* Begin PAGE EXTRACT *

Sociological Crime Theories III


Sociological Crime Theories III
The above theory examine how the social environment causes
individuals to engage in crime, but they typically devote little attention
to the official reaction to crime, that is, to the reaction of the police and
other official agencies. Labeling theory focuses on the official reaction
to crime and makes a rather counterintuitive argument regarding the
causes of crime.
According to labeling theory, official efforts to control crime often have
the effect of increasing crime. Individuals who are arrested, prosecuted,
and punished are labeled as criminals. Others then view and treat these
people as criminals, and this increases the likelihood of subsequent
crime for several reasons. Labeled individuals may have trouble
obtaining legitimate employment, which increases their level of strain
and reduces their stake in conformity. Labeled individuals may find that
conventional people are reluctant to associate with them, and they may
associate with other criminals as a result. This reduces their bond with
conventional others and fosters the social learning of crime. Finally,
labeled individuals may eventually come to view themselves as
criminals and act in accord with this self-concept.

* End PAGE EXTRACT *
* Begin SUPPLIED INFORMATION *

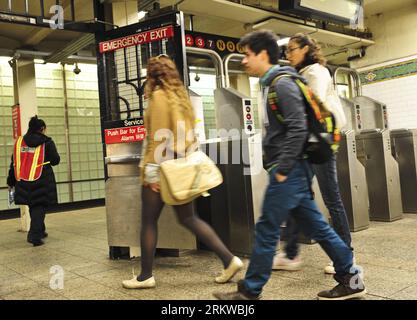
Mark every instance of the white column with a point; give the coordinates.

* End SUPPLIED INFORMATION *

WHAT YOU WILL DO
1. Reproduce the labeling theory passage from "According to labeling" down to "with this self-concept.", swapping "legitimate employment" for "lawful work".
2. Answer these questions from the labeling theory passage, each on its own line:
(a) What does labeling theory focus on?
(b) What effect do official efforts to control crime often have, according to the theory?
(c) What may labeled individuals have trouble obtaining?
3. Summarize the labeling theory passage in two sentences.

OUTPUTS FOR THE TASKS
1.
According to labeling theory, official efforts to control crime often have
the effect of increasing crime. Individuals who are arrested, prosecuted,
and punished are labeled as criminals. Others then view and treat these
people as criminals, and this increases the likelihood of subsequent
crime for several reasons. Labeled individuals may have trouble
obtaining lawful work, which increases their level of strain
and reduces their stake in conformity. Labeled individuals may find that
conventional people are reluctant to associate with them, and they may
associate with other criminals as a result. This reduces their bond with
conventional others and fosters the social learning of crime. Finally,
labeled individuals may eventually come to view themselves as
criminals and act in accord with this self-concept.

2.
(a) The official reaction to crime, that is, the reaction of the police and other official agencies.
(b) They often have the effect of increasing crime.
(c) Legitimate employment.

3. Labeling theory focuses on the official reaction to crime and argues that official efforts to control crime often increase it, because people who are arrested, prosecuted, and punished are labeled and treated as criminals. Labeled individuals may struggle to obtain legitimate employment, may associate with other criminals when conventional people avoid them, and may come to see themselves as criminals and act accordingly.